WORK TO DO => An exact copy of every record is needed.

Stored data:

◆ ◆ ◆ ◆ ◆ ◆ ◆

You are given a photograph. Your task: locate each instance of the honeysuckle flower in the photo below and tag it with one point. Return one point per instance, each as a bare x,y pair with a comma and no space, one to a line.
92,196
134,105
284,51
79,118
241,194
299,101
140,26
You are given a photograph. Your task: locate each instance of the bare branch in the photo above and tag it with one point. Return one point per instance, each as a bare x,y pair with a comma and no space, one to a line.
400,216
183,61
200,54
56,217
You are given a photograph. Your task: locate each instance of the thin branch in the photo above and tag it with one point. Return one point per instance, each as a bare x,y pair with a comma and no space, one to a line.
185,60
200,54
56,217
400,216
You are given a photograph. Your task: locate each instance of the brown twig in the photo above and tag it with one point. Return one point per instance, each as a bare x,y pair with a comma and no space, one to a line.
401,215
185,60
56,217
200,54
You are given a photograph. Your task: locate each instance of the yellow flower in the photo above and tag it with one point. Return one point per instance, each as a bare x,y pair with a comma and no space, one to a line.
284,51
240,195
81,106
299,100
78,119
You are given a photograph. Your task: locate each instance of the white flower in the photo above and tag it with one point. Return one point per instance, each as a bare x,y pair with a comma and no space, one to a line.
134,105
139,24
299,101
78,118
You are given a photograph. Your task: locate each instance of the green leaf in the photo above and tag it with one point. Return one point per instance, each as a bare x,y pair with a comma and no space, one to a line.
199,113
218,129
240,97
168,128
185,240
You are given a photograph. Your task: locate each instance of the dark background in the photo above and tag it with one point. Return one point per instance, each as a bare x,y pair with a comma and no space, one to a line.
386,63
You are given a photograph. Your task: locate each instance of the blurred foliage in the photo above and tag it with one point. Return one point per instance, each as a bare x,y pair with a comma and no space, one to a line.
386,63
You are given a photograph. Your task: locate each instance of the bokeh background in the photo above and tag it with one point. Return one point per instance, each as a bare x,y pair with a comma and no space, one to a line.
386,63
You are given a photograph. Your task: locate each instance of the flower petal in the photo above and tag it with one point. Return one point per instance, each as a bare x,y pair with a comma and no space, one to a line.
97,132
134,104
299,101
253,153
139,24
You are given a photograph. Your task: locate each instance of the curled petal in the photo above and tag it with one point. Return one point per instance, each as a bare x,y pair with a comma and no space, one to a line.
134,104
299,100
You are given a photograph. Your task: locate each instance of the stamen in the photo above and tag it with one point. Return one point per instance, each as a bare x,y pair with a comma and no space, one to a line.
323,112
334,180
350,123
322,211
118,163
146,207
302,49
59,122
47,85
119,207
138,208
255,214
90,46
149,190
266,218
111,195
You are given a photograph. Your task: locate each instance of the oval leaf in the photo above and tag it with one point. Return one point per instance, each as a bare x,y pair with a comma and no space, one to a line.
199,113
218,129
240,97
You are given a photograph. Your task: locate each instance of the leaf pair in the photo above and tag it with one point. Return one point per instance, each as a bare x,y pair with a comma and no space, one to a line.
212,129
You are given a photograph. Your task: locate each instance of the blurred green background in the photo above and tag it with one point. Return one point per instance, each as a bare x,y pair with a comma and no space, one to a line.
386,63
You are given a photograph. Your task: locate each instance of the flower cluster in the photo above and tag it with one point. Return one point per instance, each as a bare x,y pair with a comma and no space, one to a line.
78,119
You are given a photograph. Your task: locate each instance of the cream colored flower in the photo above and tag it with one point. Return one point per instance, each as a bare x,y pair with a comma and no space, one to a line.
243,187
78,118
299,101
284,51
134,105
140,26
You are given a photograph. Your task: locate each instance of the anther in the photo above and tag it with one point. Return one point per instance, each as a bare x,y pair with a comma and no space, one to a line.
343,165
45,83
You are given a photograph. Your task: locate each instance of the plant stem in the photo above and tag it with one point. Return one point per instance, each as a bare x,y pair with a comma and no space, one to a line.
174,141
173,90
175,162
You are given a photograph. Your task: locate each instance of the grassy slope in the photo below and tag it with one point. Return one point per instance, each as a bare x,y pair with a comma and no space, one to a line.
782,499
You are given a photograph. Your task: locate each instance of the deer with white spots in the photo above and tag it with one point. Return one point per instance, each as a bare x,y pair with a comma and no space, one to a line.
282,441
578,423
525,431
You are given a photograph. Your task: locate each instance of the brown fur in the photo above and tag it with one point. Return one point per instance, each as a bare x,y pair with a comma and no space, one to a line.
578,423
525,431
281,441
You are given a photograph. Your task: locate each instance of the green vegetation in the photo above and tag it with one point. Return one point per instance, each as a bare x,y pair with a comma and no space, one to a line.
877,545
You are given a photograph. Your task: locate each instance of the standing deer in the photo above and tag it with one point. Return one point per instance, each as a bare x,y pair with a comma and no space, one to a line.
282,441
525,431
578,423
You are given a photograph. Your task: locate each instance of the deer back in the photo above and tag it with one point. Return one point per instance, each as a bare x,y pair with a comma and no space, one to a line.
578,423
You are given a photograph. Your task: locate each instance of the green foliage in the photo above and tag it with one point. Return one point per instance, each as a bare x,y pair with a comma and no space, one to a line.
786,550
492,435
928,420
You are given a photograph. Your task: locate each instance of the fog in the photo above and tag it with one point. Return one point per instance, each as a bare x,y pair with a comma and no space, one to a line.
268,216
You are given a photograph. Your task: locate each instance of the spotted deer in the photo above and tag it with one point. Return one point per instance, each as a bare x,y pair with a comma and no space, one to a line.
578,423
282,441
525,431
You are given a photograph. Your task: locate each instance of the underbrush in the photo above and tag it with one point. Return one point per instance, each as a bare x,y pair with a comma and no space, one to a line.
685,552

◆ ◆ ◆ ◆ ◆ ◆ ◆

EXERCISE ANSWER =>
You are given a photograph. Your task: locate each instance of the honeysuckle flower in the photo below and tag it with one point. Return one point per instance, each as a bare x,y pair with a comma and no space, one to a line.
92,196
134,105
284,51
79,118
241,194
299,101
140,26
You are given a photograph. Your task: locate each instance of the bare branch in the photo above and tag it with one point. Return one point per instance, each as a bare x,y pair with a comma and no space, one to a line.
400,216
183,61
200,54
56,217
You are given a photograph. Your task: locate each instance of the thin branch in the photo above and tag it with one point. Return one point per instance, each as a bare x,y pair with a comma and no space, one to a line.
185,60
200,54
56,217
400,216
You are given a photograph. Your task: locate each instance of the brown twig in the photo above and tag it with one point. Return one point per instance, each as a bare x,y pair with a comma and no space, one to a line.
401,215
185,60
56,217
200,54
You are given a photograph. Your task: locate each instance of the yellow flower in the photo above and tag it with one point. Return one point per instance, each as a bare x,y pair with a comma and no space, one to a line.
284,51
240,195
81,106
299,100
78,119
You are given a photograph. Your task: locate each instance of the white flower in the photo above and tag it with one point. Return one point per instance, each as a bare x,y pair with a comma and no space, one to a line.
134,105
139,24
299,101
78,118
You are given a photograph. Your task: locate each instance of the green leaf in the photo above and tag it with one point. Return one point per instance, each as a bare x,y pair with a comma and no space, one to a line.
199,113
218,129
240,97
168,128
185,240
You are given a photograph. Your task: locate each instance of the dark background in the photo above and tag it with one point. Return one point per instance, each as a bare x,y pair with a comma and no space, one to a line.
386,63
You are given a photograph. Your task: locate each instance of the blurred foliage in the photo above and tag it with one point. Return one point per instance, each as a bare x,y pair with a comma and no space, one to a line.
386,63
You are given a photograph. Your task: locate each instance of the bokeh background in the photo above and tag it with one point. Return one point per instance, each as a bare x,y pair with a comma and no space, one to a line.
386,63
You are given a photograph. Your task: locate each instance of the flower petal in the photo above and tag it with one point. Return one point per instance, each as a bare x,y pair with a comma and no space, one to a line.
97,132
134,104
299,101
253,153
139,24
You are given a photograph. Your task: locate each instance of the curled petal in the photo above and tag it with one point. Return one point per instance, each as a bare x,y pair with a comma and no space, one to a line.
134,104
299,100
You are given a photograph. Your task: locate each instance of the stamen in the photo above and tag it with one point. Return one point per instance, each as a bare x,y pair with a comma and no space, one to a line.
323,112
334,180
350,123
322,211
118,163
146,207
302,49
59,122
47,85
119,207
138,208
255,214
90,46
149,190
266,218
111,195
You are given a photograph. Your task: locate each instance of the oval leaf in the photo above and tag it with one point. Return one point per instance, each as a bare x,y pair with a comma and no space, one to a line.
199,113
218,129
240,97
You are given a photograph. Your task: locate each instance of the leaf pair in the photo above and tag it with one point. Return one point per instance, each as a bare x,y pair with a comma and no space, one to a line.
212,129
You are given a photograph. Your task: locate each instance of the blurred green background in the photo above and tag it with one point. Return one point per instance, each as a bare x,y pair with a comma and no space, one to a line.
386,63
You are given a photograph. Your task: locate each instance of the flower cluster in the photo above and tag it with one point. Return one point per instance, each as a bare x,y pair with a comma and no space, one to a line.
78,119
You are given a photograph. Your task: locate each instance of the cream colored flower in the photo above and tag it with one point. Return one point per instance, each as a bare x,y pair with a comma and no space, one to a line.
243,187
78,118
299,101
284,51
134,105
140,26
You are given a photograph. Your task: locate each instance of the anther in the photo above and tag it with one point. Return one point per instance, each as a bare x,y pair with a comma and no space, one to a line.
343,165
45,83
You are given a photograph. Your task: locate each instance of the plant stem in the photo above and tag it with one point. Return one point per instance, each as a bare x,y pair with a comma and no space, one to a line.
174,141
173,90
175,162
You are given a photograph. Your task: locate each instance of the grassy slope in the photo below and tag it with one point. Return one point per instance, each as a bare x,y pair with a comma and no space, one to a line.
782,499
You are given a photograph. Your task: locate each instance of the deer with white spots in the photo above and tag it with one point. Return one point per instance, each as a bare x,y pair with a comma and no space, one to a line.
282,441
578,423
525,431
You are given a photograph. Your task: locate each instance of the brown fur in the photo above and tag it with one point. Return one point per instance, each as a bare x,y pair with a comma and no space, one to a line.
578,423
525,431
281,441
You are given a photograph. Your task: locate each instance of the green vegetation in the photo above and tag it with one point. Return one point per instance, each as a bare x,y pair with a comma and no space, one to a line.
877,545
You are given a photograph. Your task: locate each instance of the standing deer in the photo above and tag it with one point. Return one point per instance, each as a bare x,y pair with a comma and no space, one to a line.
282,441
525,431
578,423
You are given a photograph. Your task: locate each instance of the deer back in the photo above and tag it with one point. Return one point per instance, each as a bare x,y pair with a comma and no space, one to a line.
578,423
You are given a photograph. Your task: locate each instance of the green foliage in the photo above and tag it with one point. Return one point per instance, each as a bare x,y pair with a comma and no space, one to a line.
786,550
492,435
928,420
You are given a photograph. Your task: locate each instance of the fog in the photo above and tag it with one point. Return one point per instance, each as a bare x,y pair with a comma and no space, one to a line.
268,216
You are given a photograph. Your task: locate each instance of the spotted deer in the photo above and tag it with one point. Return one point per instance, each as a bare x,y pair with a comma and no space, one to a line.
578,423
282,441
525,431
You are given a photograph. Your task: locate each instance of the underbrush in the photo above and tag it with one point. Return one point per instance, each as a bare x,y pair with a comma and no space, one to a line.
685,552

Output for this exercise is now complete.